◆ **Task objective**
Find the word "throughout" in the data below and copy each line that holds it.

◆ **Material for this task**
################

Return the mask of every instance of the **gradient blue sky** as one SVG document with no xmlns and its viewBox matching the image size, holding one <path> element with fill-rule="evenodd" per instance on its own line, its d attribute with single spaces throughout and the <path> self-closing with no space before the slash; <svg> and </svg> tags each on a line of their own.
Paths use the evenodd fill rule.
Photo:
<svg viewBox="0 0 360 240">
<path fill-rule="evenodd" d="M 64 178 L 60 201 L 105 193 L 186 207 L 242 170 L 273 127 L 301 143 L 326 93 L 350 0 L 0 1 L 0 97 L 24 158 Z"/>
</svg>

################

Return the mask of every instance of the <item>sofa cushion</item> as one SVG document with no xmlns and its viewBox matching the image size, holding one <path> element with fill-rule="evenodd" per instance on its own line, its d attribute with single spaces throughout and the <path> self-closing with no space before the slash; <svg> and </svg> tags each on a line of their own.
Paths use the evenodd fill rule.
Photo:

################

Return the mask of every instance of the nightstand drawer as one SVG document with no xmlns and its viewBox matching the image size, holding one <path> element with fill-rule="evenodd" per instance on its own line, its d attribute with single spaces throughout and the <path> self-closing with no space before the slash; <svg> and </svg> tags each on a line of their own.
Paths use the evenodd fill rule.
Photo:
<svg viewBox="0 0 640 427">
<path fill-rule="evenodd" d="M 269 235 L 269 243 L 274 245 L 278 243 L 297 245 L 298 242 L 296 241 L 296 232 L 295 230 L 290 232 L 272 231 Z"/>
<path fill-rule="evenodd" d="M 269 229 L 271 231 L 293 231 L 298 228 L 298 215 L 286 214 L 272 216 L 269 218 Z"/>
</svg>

################

◆ **Task answer**
Return the mask of every instance of the **gradient blue sky** as one SVG document with no xmlns and its viewBox matching the image size, holding one <path> element with fill-rule="evenodd" per instance on its own line, its d attribute with single spaces throughout and the <path> self-closing with no space before the slash; <svg> and </svg> tags each on a line of their own.
Return the mask of every instance of the <item>sofa cushion</item> as one SVG document with no xmlns and its viewBox matching the image size, holding one <path> element with fill-rule="evenodd" per instance on its own line, its d attribute with single spaces throughout and the <path> self-closing with no space before the slash; <svg> and </svg> tags each on a line of their own.
Return the mask of every instance of the nightstand drawer as one SVG document with no xmlns and its viewBox matching the image size, holding one <path> element with fill-rule="evenodd" per instance on its own line, its d attribute with single spaces throughout and the <path> self-closing with no space before the slash; <svg> and </svg> tags each on a line of their own.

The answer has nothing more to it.